#### [TASK BRIEF]
Return, unaltered, the data lines from the line containing "Each instance receives one keypoint. Mark the front" through the line containing "Query: front desk workstation", with both of those lines included.

Start of RECORDS SHOWN

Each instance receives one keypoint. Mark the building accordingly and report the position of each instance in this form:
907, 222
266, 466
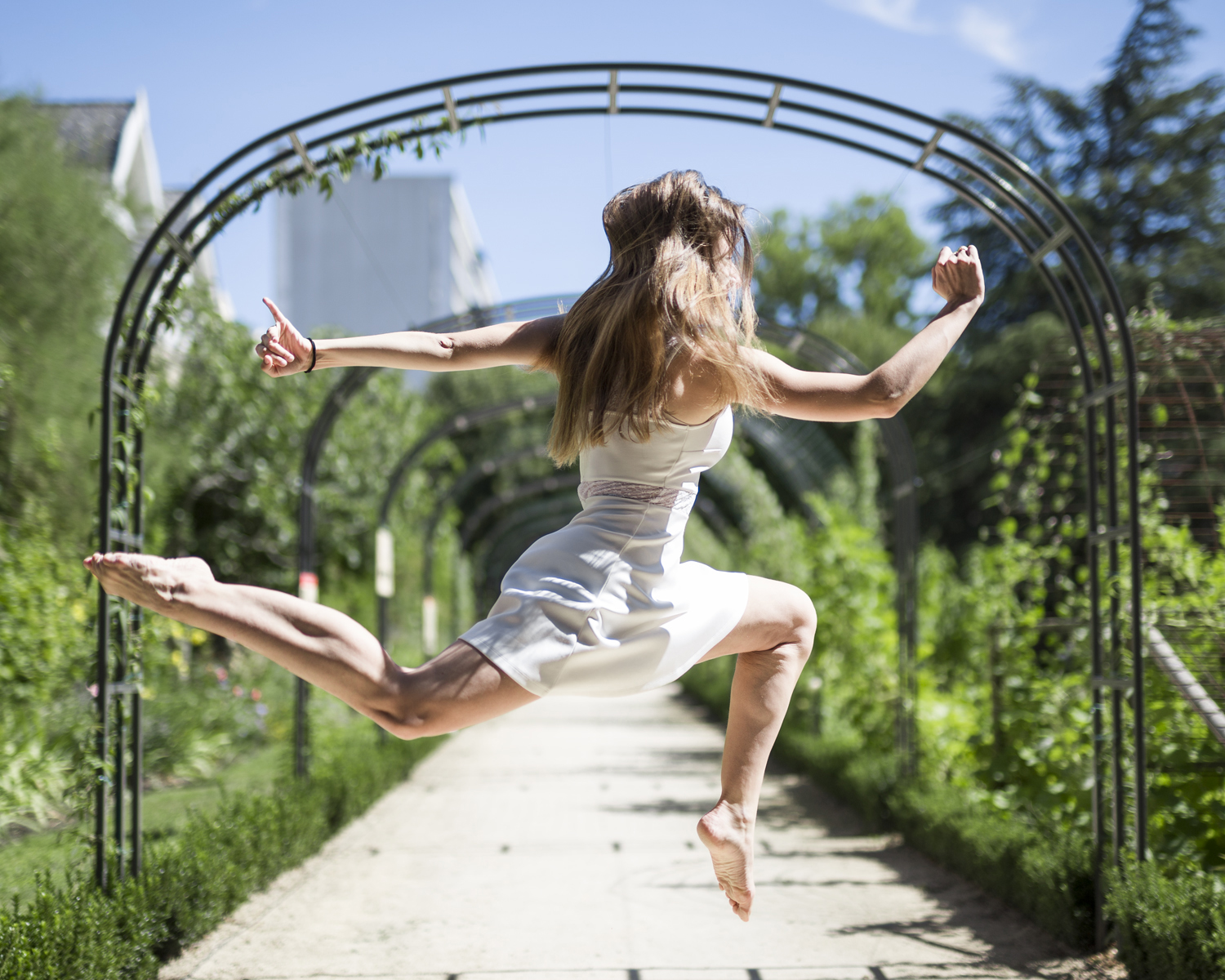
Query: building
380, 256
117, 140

End of RECORDS SHOWN
Start of RECORDS SHOWN

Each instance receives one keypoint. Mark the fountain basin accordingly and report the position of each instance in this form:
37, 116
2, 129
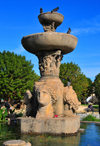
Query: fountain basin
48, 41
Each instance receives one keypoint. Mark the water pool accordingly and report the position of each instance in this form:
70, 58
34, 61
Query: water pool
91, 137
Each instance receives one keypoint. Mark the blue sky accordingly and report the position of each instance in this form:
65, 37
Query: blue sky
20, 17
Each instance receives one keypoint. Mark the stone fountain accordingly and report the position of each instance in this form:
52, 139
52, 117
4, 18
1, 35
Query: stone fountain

End of RECORDS SHOWN
Start of RECORDS SHOWN

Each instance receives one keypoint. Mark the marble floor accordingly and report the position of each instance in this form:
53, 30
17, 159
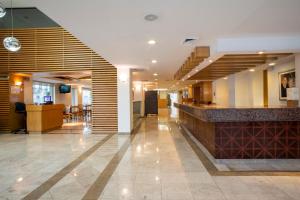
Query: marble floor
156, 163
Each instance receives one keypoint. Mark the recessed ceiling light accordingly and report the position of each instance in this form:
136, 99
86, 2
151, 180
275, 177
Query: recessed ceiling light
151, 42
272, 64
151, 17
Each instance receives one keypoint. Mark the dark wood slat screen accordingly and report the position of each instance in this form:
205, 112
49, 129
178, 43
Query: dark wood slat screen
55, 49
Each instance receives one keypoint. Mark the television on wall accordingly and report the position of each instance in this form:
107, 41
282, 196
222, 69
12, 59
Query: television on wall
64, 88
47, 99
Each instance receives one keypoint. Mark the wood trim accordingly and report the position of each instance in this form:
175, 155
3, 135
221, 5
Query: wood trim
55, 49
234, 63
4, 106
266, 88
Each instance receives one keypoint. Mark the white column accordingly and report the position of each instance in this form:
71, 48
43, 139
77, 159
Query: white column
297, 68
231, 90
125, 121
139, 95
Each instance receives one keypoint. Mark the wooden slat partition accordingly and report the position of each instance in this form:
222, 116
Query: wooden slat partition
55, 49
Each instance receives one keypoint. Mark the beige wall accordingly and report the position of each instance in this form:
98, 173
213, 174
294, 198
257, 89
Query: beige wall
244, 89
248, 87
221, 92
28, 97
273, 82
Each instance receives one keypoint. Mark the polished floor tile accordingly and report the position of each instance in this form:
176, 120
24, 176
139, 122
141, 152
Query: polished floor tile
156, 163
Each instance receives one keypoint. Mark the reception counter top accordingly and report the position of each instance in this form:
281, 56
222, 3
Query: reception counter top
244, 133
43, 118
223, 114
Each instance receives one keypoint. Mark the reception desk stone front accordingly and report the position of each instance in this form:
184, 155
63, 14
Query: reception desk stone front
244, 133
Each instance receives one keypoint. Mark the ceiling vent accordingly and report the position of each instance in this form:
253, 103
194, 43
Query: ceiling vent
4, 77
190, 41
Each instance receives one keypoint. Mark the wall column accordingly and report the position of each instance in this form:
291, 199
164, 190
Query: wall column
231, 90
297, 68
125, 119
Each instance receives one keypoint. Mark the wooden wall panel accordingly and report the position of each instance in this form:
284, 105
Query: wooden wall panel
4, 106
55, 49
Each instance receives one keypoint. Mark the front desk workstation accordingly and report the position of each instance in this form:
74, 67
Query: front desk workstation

End of RECORDS SHOWN

#### [WORKED ANSWER]
Each instance receives one keypoint. Mark the front desk workstation accordingly and report the position of each instance in this form:
74, 67
Query: front desk workstation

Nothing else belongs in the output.